From the listing below, extract every line containing "image".

* * *

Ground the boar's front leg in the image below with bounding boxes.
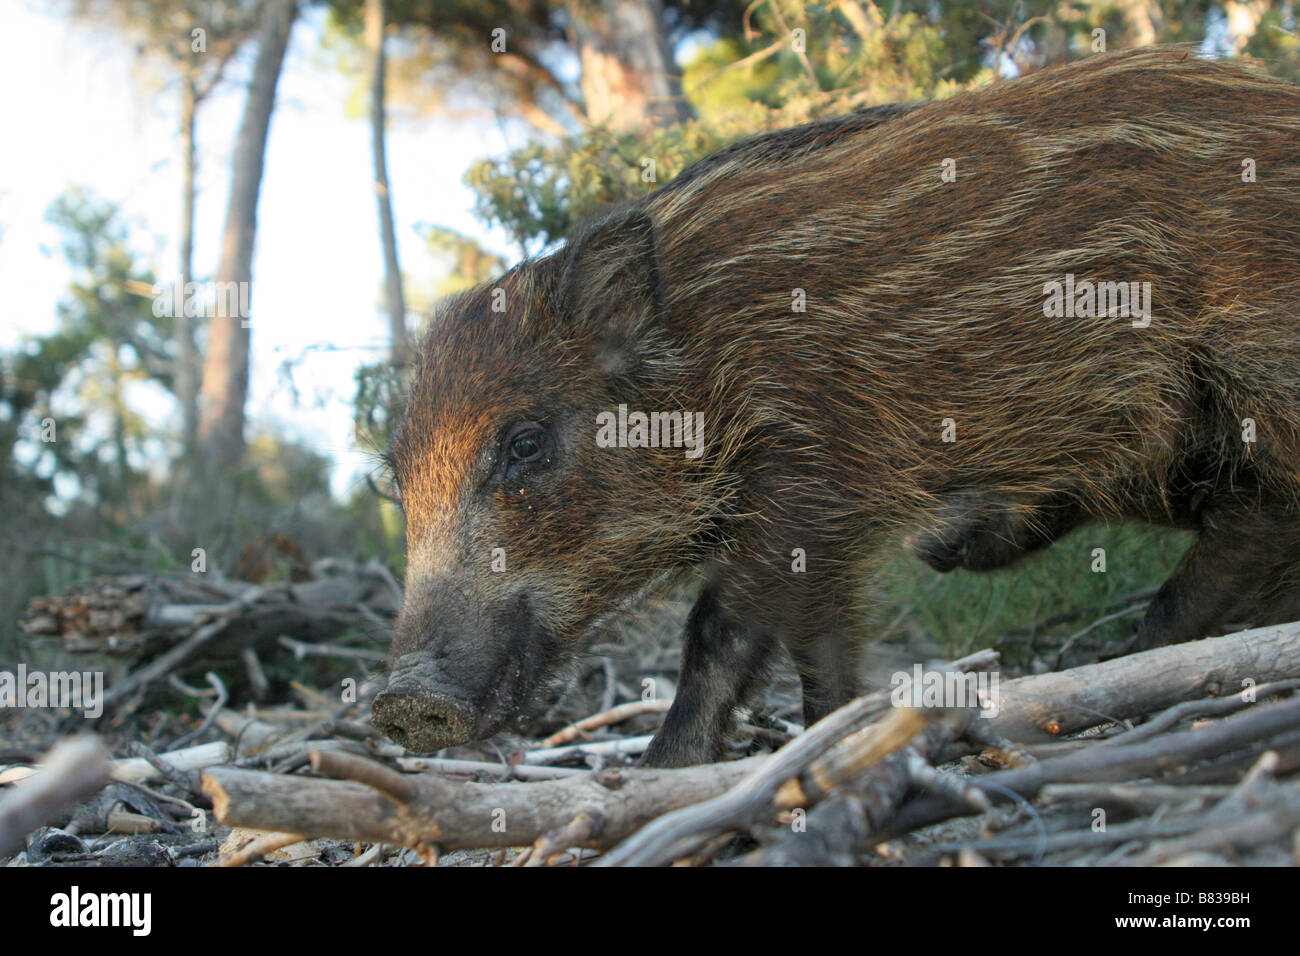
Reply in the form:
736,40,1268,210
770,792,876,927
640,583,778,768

* * *

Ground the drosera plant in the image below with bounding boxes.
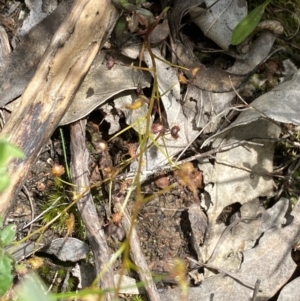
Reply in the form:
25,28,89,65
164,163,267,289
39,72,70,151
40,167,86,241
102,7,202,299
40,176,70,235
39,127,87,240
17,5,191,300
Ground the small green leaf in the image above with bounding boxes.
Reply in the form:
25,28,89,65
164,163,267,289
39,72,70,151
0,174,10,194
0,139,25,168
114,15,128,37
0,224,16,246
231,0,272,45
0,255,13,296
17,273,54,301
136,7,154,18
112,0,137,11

* * *

OUTPUT OF THE TASK —
Ground the boar's front leg in the image below with bounding boxes.
Ground the drosera plant in the image below with bounding boxes.
Ground the small green leaf in the image above with bounding boxes.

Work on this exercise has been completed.